*Task details*. Your task is to copy the lines of the data below from the line holding "Target: forked twig" through the line holding "Target: yellow-green catkin", inclusive, exactly and with nothing added.

*Records shown*.

• • • • • • •

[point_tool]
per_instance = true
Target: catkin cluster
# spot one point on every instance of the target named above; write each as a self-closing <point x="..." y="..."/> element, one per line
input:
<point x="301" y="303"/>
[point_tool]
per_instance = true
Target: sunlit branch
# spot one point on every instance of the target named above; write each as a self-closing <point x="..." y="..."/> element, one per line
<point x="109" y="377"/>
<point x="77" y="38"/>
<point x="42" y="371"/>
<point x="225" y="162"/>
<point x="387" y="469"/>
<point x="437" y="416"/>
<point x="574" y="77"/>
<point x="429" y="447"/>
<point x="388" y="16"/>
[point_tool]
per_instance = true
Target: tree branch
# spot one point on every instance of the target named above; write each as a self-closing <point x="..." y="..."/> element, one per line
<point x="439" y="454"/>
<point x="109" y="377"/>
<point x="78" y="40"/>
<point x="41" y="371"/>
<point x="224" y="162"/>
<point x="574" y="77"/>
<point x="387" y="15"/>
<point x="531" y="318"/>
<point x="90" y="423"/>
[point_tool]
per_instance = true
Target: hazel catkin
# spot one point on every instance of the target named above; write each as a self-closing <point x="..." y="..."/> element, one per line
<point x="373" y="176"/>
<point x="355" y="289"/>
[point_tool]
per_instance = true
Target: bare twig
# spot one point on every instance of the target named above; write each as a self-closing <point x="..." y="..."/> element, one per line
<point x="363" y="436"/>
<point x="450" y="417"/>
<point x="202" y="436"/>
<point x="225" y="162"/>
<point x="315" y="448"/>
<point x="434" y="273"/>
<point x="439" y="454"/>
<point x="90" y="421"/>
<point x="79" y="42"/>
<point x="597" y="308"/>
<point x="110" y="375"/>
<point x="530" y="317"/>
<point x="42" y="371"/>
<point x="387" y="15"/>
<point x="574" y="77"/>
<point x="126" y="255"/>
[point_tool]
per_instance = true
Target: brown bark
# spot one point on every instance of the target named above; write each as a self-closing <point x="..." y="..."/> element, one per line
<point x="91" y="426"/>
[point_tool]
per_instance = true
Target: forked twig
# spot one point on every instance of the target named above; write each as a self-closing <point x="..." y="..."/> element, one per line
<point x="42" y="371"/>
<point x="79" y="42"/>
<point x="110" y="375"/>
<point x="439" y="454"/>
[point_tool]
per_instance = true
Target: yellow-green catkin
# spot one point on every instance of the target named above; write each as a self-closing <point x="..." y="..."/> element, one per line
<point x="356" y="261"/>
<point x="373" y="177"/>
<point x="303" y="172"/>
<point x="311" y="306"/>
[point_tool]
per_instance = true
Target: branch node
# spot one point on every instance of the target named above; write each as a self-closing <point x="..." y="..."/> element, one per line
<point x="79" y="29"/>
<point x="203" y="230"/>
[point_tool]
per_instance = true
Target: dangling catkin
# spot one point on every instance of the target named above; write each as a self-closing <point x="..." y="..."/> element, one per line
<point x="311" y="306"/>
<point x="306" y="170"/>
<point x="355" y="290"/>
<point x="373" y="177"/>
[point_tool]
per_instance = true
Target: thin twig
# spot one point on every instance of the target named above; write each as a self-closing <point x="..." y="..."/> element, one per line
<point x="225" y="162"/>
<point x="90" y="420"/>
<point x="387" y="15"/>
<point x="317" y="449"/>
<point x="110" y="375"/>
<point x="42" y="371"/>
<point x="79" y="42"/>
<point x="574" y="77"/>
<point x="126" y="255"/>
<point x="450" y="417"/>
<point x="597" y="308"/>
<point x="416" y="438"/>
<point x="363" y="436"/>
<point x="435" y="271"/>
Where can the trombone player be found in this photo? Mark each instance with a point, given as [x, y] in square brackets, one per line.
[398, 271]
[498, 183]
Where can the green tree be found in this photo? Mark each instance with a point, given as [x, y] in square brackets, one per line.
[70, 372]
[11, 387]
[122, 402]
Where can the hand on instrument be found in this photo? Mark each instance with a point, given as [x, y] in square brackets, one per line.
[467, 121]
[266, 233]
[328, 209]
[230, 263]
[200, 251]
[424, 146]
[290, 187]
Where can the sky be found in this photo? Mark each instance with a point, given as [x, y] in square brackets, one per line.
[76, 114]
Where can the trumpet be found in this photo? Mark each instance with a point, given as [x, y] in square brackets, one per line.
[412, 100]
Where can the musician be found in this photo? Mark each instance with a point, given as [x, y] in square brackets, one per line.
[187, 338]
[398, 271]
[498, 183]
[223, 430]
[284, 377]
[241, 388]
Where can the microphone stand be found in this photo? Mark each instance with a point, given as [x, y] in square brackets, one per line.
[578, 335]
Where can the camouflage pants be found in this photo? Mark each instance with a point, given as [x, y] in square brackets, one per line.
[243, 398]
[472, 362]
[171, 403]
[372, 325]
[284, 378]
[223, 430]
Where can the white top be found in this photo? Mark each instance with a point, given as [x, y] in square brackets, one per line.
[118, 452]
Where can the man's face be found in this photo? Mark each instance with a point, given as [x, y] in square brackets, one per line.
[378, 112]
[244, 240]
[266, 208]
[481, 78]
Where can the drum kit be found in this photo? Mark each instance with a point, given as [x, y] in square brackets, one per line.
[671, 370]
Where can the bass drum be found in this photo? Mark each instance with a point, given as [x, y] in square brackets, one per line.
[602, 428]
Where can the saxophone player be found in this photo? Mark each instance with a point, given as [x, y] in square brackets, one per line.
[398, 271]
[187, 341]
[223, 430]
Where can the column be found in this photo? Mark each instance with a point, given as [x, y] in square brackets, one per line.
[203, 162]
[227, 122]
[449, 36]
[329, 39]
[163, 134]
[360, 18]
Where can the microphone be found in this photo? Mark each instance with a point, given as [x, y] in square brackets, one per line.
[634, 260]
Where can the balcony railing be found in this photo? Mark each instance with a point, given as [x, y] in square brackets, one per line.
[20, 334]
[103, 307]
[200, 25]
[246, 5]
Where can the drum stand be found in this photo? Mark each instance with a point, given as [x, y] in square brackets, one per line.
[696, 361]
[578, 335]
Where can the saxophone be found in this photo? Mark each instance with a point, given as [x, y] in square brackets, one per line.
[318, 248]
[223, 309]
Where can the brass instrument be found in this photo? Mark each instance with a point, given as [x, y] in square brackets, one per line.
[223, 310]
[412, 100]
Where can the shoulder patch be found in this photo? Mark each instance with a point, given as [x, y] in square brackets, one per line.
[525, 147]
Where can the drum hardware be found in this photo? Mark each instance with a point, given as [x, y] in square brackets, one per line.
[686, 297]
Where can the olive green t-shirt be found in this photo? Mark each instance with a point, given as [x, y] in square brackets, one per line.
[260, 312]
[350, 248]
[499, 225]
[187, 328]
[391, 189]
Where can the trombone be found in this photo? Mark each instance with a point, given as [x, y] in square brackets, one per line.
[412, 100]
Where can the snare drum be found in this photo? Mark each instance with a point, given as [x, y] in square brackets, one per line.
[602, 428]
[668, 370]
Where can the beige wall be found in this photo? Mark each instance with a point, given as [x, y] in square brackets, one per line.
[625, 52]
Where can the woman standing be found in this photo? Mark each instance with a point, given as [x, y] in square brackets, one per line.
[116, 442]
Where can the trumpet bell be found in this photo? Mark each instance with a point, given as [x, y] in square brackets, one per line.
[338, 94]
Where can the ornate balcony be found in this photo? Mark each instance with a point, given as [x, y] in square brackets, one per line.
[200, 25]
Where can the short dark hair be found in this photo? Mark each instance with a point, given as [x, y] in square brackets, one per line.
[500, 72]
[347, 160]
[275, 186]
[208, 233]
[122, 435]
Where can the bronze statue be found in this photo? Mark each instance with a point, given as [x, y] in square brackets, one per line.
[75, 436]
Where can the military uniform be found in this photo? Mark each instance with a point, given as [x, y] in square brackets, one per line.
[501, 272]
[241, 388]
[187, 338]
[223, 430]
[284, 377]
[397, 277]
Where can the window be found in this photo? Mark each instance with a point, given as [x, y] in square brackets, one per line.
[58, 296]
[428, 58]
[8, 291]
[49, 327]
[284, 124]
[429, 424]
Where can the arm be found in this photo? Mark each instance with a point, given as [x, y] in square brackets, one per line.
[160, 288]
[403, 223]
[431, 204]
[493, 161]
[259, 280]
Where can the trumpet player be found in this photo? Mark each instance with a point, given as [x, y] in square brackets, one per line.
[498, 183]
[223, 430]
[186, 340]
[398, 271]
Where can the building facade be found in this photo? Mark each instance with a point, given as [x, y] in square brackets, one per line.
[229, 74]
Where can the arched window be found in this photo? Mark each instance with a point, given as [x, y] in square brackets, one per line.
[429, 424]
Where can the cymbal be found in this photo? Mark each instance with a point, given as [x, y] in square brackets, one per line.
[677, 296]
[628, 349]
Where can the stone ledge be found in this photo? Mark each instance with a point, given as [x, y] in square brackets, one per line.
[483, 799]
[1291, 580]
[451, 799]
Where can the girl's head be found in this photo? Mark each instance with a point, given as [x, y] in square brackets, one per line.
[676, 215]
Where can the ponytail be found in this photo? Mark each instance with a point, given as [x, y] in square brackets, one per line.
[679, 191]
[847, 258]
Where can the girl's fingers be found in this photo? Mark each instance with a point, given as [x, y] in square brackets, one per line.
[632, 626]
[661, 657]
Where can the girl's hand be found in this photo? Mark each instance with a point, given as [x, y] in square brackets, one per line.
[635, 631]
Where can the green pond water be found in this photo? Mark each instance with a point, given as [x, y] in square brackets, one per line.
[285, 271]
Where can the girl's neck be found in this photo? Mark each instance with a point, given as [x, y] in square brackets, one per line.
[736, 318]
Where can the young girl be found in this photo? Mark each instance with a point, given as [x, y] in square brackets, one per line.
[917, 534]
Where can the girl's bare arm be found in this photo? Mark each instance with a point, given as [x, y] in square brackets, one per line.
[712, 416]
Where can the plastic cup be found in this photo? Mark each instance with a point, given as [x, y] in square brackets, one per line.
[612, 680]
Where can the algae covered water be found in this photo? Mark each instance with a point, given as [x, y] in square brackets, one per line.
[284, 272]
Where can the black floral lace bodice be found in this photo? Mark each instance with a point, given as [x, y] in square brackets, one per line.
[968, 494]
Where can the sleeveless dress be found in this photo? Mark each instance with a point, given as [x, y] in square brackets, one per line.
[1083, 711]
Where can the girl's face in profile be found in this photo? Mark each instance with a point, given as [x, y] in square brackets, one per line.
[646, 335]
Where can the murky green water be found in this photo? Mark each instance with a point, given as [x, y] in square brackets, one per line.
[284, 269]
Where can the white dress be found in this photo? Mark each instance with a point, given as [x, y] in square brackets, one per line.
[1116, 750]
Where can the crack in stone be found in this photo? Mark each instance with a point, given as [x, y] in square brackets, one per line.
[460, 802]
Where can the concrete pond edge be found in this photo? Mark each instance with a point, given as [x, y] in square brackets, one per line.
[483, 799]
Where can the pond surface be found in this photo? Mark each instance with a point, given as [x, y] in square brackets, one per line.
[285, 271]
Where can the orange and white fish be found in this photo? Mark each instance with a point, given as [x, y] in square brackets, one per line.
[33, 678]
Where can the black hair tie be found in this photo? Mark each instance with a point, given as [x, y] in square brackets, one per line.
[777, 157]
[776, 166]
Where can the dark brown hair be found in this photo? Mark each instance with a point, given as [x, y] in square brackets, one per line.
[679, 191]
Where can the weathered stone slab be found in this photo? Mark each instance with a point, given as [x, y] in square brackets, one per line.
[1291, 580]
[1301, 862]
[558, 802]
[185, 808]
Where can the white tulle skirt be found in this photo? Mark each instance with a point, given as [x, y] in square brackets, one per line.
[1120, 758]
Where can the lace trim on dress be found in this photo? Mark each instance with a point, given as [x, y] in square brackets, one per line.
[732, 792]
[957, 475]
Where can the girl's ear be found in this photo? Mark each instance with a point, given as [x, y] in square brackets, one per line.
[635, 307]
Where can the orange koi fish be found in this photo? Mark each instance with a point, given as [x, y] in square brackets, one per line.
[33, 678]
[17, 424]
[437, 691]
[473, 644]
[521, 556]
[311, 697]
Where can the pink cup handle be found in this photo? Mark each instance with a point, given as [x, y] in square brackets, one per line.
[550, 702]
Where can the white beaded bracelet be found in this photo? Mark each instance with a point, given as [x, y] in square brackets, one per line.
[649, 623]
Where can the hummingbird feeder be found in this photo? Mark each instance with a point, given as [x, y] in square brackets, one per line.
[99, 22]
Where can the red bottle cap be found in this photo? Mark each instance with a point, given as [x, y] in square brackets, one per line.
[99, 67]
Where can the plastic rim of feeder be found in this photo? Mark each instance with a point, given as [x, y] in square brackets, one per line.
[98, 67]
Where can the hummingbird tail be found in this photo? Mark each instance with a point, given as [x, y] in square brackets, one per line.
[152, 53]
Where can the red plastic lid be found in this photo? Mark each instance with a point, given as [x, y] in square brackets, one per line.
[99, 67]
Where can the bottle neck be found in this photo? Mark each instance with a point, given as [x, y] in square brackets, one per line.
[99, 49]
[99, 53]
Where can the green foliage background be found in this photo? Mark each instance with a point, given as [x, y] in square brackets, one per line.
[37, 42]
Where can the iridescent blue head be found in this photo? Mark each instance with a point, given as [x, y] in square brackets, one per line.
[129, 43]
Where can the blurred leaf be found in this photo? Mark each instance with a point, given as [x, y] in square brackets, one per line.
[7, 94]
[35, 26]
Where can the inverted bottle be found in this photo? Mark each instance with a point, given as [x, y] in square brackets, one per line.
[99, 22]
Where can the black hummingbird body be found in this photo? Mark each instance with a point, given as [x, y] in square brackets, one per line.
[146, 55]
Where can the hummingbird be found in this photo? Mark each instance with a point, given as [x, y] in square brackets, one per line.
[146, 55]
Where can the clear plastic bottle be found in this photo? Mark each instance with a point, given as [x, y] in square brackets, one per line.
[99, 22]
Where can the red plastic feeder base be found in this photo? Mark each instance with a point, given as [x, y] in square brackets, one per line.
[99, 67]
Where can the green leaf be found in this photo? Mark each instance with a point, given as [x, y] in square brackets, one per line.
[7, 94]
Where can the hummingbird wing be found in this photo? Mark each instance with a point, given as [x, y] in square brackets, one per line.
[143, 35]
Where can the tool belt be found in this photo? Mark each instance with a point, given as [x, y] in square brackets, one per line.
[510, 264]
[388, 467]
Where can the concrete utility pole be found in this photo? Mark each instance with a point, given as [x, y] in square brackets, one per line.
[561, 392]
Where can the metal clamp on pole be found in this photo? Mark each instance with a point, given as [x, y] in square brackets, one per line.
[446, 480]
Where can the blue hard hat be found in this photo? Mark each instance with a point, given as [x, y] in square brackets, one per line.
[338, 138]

• • • • • • •

*Solution for this exercise*.
Target: forked twig
# spot one point on every instance of the target named above; write each as a self-closing <point x="..." y="..."/> element, one per line
<point x="42" y="371"/>
<point x="79" y="42"/>
<point x="110" y="375"/>
<point x="439" y="454"/>
[point_tool]
per_instance = true
Target: yellow-green catkin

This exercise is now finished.